Provided data ->
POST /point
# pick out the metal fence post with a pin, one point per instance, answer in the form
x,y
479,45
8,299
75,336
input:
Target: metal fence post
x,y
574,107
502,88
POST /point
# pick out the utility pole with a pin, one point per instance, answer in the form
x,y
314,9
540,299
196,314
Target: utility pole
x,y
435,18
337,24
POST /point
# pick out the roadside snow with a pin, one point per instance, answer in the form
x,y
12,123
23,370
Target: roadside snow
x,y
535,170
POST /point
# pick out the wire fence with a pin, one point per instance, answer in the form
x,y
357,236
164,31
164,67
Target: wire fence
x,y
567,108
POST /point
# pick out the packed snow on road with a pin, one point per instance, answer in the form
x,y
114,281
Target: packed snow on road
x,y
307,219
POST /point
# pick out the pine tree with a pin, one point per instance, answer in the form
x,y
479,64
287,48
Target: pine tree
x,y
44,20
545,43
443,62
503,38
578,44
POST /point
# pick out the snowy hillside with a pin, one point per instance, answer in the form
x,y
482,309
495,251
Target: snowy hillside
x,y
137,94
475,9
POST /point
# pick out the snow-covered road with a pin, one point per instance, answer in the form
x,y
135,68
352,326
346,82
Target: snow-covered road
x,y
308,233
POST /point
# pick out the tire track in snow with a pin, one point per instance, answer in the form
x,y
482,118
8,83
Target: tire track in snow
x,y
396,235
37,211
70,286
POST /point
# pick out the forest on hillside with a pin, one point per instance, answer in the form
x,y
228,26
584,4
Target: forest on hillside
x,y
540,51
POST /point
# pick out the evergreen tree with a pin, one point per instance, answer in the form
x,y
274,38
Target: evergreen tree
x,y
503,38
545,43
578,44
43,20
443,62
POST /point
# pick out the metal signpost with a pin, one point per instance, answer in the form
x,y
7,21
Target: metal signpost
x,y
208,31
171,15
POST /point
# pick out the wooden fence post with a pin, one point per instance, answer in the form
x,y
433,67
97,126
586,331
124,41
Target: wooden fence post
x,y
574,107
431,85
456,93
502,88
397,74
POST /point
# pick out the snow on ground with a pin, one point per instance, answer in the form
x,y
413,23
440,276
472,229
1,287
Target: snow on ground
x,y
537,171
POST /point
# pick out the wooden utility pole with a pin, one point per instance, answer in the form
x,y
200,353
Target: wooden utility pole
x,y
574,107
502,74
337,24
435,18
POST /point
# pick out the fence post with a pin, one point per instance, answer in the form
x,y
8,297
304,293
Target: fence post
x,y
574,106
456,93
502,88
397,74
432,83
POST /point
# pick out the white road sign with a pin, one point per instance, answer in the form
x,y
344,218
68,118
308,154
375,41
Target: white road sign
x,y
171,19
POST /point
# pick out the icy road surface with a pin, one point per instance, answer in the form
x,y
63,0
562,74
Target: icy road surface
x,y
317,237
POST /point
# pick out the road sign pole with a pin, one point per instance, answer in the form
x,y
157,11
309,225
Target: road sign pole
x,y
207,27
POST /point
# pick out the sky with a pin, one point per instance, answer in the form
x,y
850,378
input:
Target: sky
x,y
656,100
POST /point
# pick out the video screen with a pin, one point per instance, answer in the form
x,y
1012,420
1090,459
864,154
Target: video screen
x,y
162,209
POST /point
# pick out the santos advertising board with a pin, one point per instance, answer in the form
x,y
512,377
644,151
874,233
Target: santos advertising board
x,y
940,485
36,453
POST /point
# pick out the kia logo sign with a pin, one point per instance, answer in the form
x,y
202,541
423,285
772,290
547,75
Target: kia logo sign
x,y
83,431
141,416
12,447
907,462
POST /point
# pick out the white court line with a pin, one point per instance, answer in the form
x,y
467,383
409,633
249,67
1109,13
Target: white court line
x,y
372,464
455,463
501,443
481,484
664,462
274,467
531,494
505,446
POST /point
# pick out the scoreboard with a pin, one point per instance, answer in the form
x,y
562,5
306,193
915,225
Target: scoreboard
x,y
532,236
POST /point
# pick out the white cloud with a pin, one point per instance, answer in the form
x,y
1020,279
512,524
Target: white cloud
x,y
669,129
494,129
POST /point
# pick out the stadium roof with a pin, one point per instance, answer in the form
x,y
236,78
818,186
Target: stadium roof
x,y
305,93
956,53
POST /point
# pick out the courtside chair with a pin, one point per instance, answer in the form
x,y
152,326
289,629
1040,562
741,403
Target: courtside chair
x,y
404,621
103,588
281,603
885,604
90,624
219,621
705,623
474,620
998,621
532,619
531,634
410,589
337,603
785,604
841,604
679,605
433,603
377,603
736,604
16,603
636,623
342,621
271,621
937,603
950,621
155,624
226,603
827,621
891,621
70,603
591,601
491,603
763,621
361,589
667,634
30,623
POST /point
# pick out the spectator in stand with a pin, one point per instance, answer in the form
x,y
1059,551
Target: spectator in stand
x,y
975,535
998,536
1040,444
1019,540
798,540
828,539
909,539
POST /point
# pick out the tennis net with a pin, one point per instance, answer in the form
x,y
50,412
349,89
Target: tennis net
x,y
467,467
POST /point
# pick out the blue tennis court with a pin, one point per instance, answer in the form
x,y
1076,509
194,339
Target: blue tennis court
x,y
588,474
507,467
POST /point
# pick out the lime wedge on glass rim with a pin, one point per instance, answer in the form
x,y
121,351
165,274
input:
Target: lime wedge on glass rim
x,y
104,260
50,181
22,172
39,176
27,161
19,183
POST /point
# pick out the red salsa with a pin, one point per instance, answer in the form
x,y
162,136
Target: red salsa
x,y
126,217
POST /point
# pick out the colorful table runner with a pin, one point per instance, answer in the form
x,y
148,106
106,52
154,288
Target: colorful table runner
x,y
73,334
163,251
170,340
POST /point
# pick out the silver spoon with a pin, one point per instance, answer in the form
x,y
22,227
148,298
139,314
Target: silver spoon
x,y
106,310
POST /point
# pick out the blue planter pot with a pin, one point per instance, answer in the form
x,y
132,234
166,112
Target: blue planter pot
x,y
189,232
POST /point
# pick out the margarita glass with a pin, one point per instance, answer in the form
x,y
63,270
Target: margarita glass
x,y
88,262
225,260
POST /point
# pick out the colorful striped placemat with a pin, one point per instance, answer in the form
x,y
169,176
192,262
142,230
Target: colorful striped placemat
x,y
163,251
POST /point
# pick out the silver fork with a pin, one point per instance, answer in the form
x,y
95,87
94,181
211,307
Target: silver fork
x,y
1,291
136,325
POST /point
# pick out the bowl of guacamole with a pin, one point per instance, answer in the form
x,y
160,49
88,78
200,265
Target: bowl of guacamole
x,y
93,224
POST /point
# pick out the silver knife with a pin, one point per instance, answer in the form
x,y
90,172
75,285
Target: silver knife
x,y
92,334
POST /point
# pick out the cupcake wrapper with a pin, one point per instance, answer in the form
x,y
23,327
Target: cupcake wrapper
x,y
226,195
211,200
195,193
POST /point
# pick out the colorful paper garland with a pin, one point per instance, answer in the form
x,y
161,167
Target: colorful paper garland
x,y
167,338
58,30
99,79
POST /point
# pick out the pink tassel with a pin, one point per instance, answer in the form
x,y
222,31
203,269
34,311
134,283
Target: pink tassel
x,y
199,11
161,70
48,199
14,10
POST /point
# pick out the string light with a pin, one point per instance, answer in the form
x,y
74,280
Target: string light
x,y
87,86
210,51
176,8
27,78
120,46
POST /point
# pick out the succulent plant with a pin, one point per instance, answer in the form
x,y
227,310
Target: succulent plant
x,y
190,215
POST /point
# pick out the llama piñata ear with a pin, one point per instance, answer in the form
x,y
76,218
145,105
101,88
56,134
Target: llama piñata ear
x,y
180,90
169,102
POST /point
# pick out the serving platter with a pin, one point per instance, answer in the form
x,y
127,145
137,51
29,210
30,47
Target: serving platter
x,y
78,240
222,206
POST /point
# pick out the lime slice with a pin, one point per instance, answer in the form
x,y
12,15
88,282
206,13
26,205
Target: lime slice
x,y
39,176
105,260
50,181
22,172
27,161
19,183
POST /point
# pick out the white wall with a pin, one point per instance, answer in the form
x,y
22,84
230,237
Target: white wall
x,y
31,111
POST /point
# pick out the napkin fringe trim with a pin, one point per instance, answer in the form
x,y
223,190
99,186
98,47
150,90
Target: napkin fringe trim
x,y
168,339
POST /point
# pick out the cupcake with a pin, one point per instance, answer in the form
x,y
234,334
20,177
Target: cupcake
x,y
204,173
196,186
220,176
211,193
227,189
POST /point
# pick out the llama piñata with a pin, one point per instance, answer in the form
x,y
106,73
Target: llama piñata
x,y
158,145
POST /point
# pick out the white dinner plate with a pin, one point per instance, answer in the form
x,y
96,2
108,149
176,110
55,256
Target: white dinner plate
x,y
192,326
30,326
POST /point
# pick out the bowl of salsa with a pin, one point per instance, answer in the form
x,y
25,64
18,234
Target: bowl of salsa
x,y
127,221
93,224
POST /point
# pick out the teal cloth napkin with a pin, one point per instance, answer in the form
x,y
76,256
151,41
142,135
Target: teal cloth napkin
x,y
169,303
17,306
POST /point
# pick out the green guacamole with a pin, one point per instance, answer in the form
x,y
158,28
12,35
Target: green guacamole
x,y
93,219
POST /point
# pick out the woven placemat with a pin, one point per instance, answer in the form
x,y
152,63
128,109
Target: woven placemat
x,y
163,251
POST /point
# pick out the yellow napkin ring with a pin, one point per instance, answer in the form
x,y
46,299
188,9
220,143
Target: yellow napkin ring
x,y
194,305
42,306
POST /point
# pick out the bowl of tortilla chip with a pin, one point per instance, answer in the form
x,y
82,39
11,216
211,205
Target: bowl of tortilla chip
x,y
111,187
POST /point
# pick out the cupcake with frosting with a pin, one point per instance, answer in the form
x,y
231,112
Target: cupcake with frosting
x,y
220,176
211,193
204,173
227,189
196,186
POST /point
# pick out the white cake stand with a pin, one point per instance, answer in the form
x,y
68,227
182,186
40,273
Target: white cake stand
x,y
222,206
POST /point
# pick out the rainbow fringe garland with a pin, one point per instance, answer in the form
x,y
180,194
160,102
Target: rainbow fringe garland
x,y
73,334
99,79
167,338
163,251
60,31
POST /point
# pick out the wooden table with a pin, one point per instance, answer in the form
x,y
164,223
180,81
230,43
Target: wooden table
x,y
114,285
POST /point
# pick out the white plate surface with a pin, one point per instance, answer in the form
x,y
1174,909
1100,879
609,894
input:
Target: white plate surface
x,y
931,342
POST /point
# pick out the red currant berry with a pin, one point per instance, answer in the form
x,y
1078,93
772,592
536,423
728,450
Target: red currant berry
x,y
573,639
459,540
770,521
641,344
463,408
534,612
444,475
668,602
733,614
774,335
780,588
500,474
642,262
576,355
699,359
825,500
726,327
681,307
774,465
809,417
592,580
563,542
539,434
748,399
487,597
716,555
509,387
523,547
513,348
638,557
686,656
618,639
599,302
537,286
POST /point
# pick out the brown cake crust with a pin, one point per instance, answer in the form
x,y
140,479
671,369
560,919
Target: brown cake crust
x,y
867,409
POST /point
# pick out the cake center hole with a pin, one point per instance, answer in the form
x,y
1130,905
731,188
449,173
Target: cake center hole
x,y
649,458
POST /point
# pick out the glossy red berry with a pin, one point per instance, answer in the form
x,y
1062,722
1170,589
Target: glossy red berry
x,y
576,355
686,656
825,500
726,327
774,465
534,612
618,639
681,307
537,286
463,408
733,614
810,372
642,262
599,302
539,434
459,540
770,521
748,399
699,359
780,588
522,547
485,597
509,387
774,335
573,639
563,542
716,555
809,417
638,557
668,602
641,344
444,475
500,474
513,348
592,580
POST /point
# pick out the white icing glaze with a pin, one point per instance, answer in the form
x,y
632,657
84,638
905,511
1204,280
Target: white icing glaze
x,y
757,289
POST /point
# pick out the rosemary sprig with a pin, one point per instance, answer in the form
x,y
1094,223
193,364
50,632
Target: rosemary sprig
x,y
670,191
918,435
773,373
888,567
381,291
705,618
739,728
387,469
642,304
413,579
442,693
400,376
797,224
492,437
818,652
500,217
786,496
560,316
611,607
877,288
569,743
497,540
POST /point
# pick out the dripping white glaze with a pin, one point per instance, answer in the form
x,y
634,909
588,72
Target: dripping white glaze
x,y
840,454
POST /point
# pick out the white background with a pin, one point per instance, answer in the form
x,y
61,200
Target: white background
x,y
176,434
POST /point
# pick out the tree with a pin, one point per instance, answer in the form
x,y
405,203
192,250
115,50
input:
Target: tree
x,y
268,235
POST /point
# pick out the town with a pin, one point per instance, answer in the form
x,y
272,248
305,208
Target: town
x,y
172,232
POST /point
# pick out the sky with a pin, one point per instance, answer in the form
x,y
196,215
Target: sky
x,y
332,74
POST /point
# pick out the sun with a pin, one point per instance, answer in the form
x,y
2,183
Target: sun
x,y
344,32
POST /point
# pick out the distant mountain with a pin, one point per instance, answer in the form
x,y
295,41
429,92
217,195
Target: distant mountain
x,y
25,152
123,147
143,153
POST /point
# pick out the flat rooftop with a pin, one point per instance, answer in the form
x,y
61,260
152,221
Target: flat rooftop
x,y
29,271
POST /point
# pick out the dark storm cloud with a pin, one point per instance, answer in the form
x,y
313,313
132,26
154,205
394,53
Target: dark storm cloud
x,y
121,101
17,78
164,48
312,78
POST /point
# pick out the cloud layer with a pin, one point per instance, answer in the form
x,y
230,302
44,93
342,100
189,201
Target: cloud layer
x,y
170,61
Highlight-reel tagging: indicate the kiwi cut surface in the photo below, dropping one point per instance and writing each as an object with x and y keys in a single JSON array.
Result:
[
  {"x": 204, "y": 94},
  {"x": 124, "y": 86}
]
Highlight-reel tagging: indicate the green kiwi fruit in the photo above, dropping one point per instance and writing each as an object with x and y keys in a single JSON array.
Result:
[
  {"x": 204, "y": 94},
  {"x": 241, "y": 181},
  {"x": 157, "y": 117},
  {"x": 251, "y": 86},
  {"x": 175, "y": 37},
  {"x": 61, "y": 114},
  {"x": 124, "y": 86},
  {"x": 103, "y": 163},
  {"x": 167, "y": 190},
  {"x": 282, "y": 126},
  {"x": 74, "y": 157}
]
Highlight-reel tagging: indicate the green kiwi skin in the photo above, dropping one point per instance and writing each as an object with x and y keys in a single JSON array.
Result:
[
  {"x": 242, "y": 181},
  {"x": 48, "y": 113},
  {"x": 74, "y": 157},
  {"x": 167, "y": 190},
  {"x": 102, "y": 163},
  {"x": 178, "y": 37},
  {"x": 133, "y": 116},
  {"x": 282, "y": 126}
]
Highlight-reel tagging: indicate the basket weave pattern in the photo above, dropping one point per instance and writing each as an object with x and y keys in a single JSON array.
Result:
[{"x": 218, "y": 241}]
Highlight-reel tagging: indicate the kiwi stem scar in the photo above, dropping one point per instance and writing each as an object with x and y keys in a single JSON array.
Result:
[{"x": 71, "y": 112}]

Problem description ->
Copy exactly the lines of the listing above, beginning at the line with "Highlight-reel tagging: indicate the green kiwi skin" and ending at its final line; write out nothing else.

Response ->
Highlight-reel tagging: indicate the green kiwi skin in the photo above, dropping one point per instance and writing each as an object with x and y keys in a single JSON array.
Result:
[
  {"x": 242, "y": 181},
  {"x": 48, "y": 113},
  {"x": 74, "y": 157},
  {"x": 167, "y": 190},
  {"x": 102, "y": 163},
  {"x": 178, "y": 37},
  {"x": 133, "y": 116},
  {"x": 282, "y": 126}
]
Highlight-reel tagging: indicate the basket weave pattern in the photo above, dropping one point per instance and writing each as an object with x and y keys in a single JSON array.
Result:
[{"x": 218, "y": 241}]
Highlight-reel tagging: indicate the kiwi stem scar in the photo above, dropping one point per instance and writing each as an object with x and y keys in a single JSON array.
Result:
[{"x": 71, "y": 112}]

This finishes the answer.